_Selection:_
Begin
RE: Producing combinations of array elements in SQL++

Müller Ingo Tue, 03 Aug 2021 10:20:11 -0700

Quick update: The "AT posVar" construct seems to produce the correct result in 
some simple test cases and are much cleaner that my previous construct (see 
[6])! In particular, the fact that I don't even need UNNEST makes some queries 
really concise :)


Small follow-up question: Is there an issue tracking the status of this 
feature? I couldn't find it in JIRA...

Cheers,
Ingo


[6] https://github.com/RumbleDB/iris-hep-benchmark-sqlpp/commit/1023d97


> -----Original Message-----
> From: Müller Ingo <[email protected]>
> Sent: Tuesday, August 3, 2021 6:03 PM
> To: [email protected]
> Subject: RE: Producing combinations of array elements in SQL++
> 
> Dear Mike, dear Dmitry,
> 
> Thanks a lot for the quick and helpful answers! I think what I was looking 
> for is
> the "AT posVar". We are using similar constructs in several other SQL
> dialects/query languages. I will try it out right away, but I am not sure yet 
> how
> we will deal with such a "beta" feature in our study.
> 
> @Mike: I indeed "just" need all combinations and the position of array 
> elements
> is just a means to get that -- their order isn't important. (In fact, queries 
> typically
> compute some metric for each combination and then the combination that
> minimizes or maximizes that metric.) If you know a better way to express 
> that, I
> am very interested!
> 
> All the best,
> Ingo
> 
> 
> > -----Original Message-----
> > From: Mike Carey <[email protected]>
> > Sent: Tuesday, August 3, 2021 5:48 PM
> > To: [email protected]
> > Subject: Re: Producing combinations of array elements in SQL++
> >
> > Ingo,
> >
> > ALSO:  Perhaps clarify what you mean by "unique"?  Suppose an array
> > has [1, 2, 2, 3] as its contents.  What would the desired result be?
> > The best approach to this will depend on what you mean by that.
End
_Entries provided:_
Begin
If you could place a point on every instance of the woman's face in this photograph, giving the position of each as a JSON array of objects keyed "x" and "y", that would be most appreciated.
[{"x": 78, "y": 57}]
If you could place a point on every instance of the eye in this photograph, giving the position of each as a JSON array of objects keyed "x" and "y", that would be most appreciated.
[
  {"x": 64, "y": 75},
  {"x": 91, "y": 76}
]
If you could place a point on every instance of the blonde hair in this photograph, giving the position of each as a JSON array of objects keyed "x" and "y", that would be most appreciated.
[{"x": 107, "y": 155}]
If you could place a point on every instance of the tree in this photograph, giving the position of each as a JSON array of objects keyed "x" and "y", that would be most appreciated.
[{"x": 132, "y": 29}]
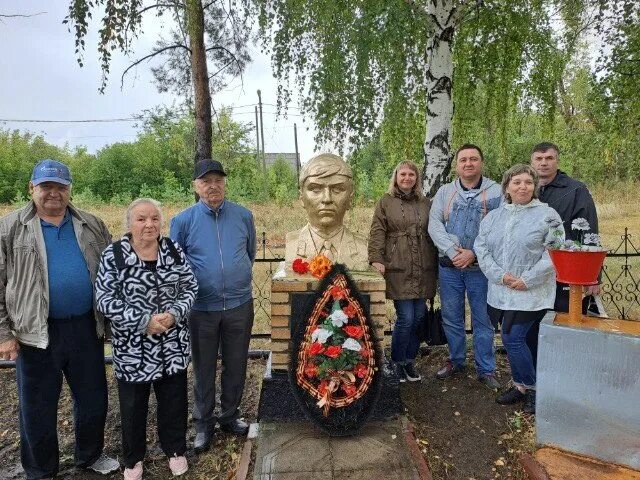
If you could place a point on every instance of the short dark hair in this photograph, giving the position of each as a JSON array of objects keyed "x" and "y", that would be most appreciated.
[
  {"x": 544, "y": 146},
  {"x": 466, "y": 146}
]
End
_The problem:_ Give every timestamp in the SQL++ array-combinations thread, in order of appearance.

_Answer for the task:_
- Tue, 03 Aug 2021 10:20:11 -0700
- Tuesday, August 3, 2021 6:03 PM
- Tuesday, August 3, 2021 5:48 PM